▸ EXTRACT PROVIDED:
-- BEGIN --

C# Analyzer Module Documentation

Overview

The csharp_analyzer module is a language-specific analyzer responsible for parsing and extracting code components and their relationships from C# source files. It is part of the larger CodeWiki dependency analysis system and enables automated documentation generation by understanding C# code structure, class hierarchies, and component dependencies.

Module Purpose

Parse C# syntax trees using Tree-sitter parser to identify code components
Extract type definitions including classes, interfaces, structs, enums, records, and delegates
Analyze dependencies between components based on inheritance, field types, property types, and method parameters
Generate component metadata for documentation and visualization
Support repository-wide analysis by processing multiple C# files consistently

Architecture

System Context

graph TB
    subgraph "Language Analyzers"
        CSH["C# Analyzer<br/>TreeSitterCSharpAnalyzer"]
        PY["Python Analyzer<br/>PythonASTAnalyzer"]
        JS["JavaScript Analyzer<br/>TreeSitterJSAnalyzer"]
        TS["TypeScript Analyzer<br/>TreeSitterTSAnalyzer"]
        JAVA["Java Analyzer<br/>TreeSitterJavaAnalyzer"]
        CPP["C++ Analyzer<br/>TreeSitterCppAnalyzer"]
        OTHER["Other Language<br/>Analyzers"]
    end

    subgraph "Dependency Analysis Services"
        DP["DependencyParser"]
        AS["AnalysisService"]
        CGA["CallGraphAnalyzer"]
        RA["RepoAnalyzer"]
    end

    subgraph "Data Models"
        NODE["Node Model"]
        CR["CallRelationship Model"]
    end

    subgraph "Documentation Pipeline"
        DG["DocumentationGenerator"]
        HTML["HTMLGenerator"]
        CLI["CLIDocumentationGenerator"]
    end

    CSH -->|analyzes| NODE
    CSH -->|creates| CR
    PY -->|analyzes| NODE
    JS -->|analyzes| NODE
    
    DP -->|uses| CSH
    AS -->|orchestrates| DP
    CGA -->|processes| CR
    
    NODE -->|consumed by| DG
    CR -->|consumed by| DG
    DG -->|generates| HTML
    DG -->|generates| CLI

    style CSH fill:#4A90E2,color:#fff
    style NODE fill:#50C878,color:#fff
    style CR fill:#50C878,color:#fff
    style DG fill:#FF6B6B,color:#fff

Component Architecture

graph LR
    subgraph "TreeSitterCSharpAnalyzer"

-- END --

▸ SET TASKS:
A. Answer these about the C# analyzer documentation:
(i) Which parser does the module use to parse C# syntax trees?
(ii) Which six kinds of type definitions does it extract?
(iii) In the system context diagram, which service uses the C# Analyzer, and what orchestrates that service?
B. Could you carry on the C# analyzer documentation, starting right after its final line?

▸ MATERIAL:
-- BEGIN --

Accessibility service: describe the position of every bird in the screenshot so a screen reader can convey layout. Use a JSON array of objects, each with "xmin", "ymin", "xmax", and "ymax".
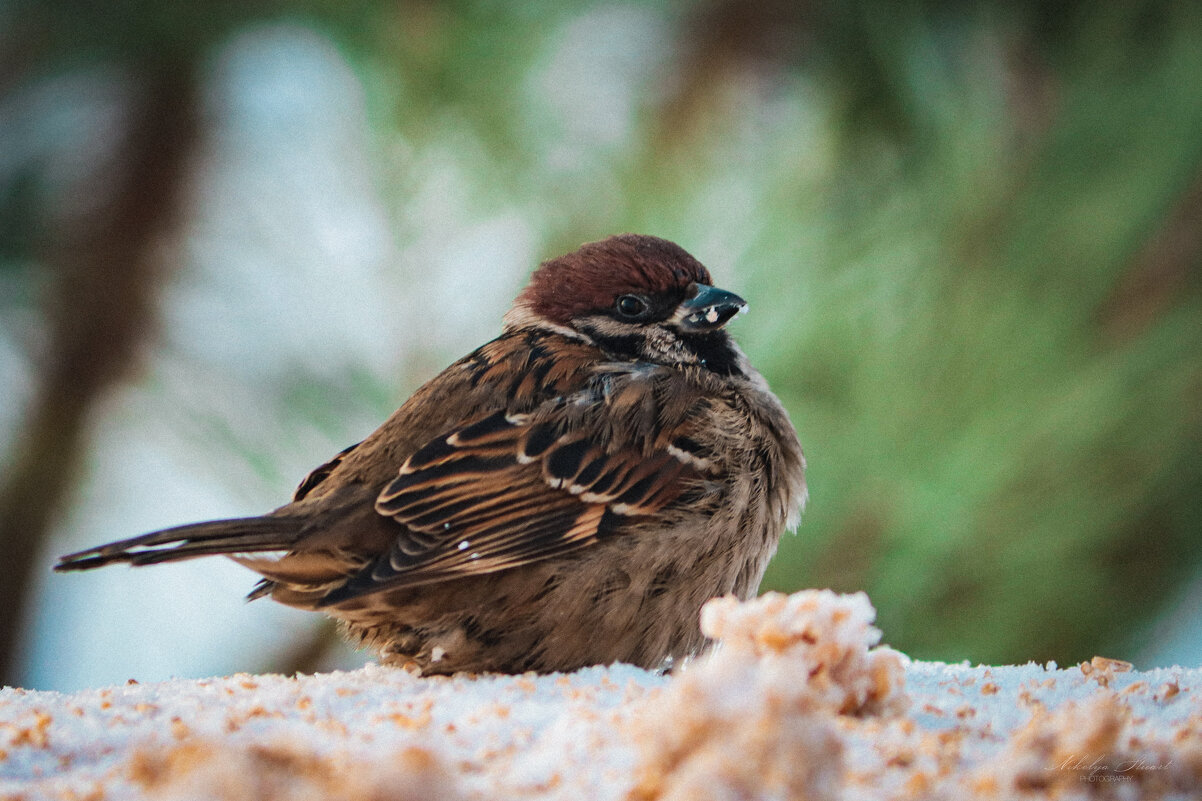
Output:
[{"xmin": 55, "ymin": 233, "xmax": 807, "ymax": 675}]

-- END --

▸ IN RESPONSE:
A.
(i) Tree-sitter.
(ii) Classes, interfaces, structs, enums, records, and delegates.
(iii) DependencyParser uses the C# Analyzer, and AnalysisService orchestrates DependencyParser.

B.
        A["__init__<br/>Initialize analyzer"]
        B["_analyze<br/>Main analysis orchestrator"]
        C["_extract_nodes<br/>Find type definitions"]
        D["_extract_relationships<br/>Find dependencies"]
        E["Helper Methods"]
    end

    subgraph "Dependencies"
        TREE["tree-sitter library<br/>C# parser"]
        MODELS["Node & CallRelationship<br/>Data Models"]
    end

    A -->|calls| B
    B -->|uses| TREE
    B -->|calls| C
    B -->|calls| D
    C -->|creates| MODELS
    D -->|creates| MODELS
    E -->|supports| C
    E -->|supports| D

    style A fill:#4A90E2,color:#fff
    style B fill:#4A90E2,color:#fff
    style C fill:#4A90E2,color:#fff
    style D fill:#4A90E2,color:#fff
    style MODELS fill:#50C878,color:#fff

Core Components

1. TreeSitterCSharpAnalyzer

Purpose: Main analyzer class that parses C# files and extracts code components and relationships.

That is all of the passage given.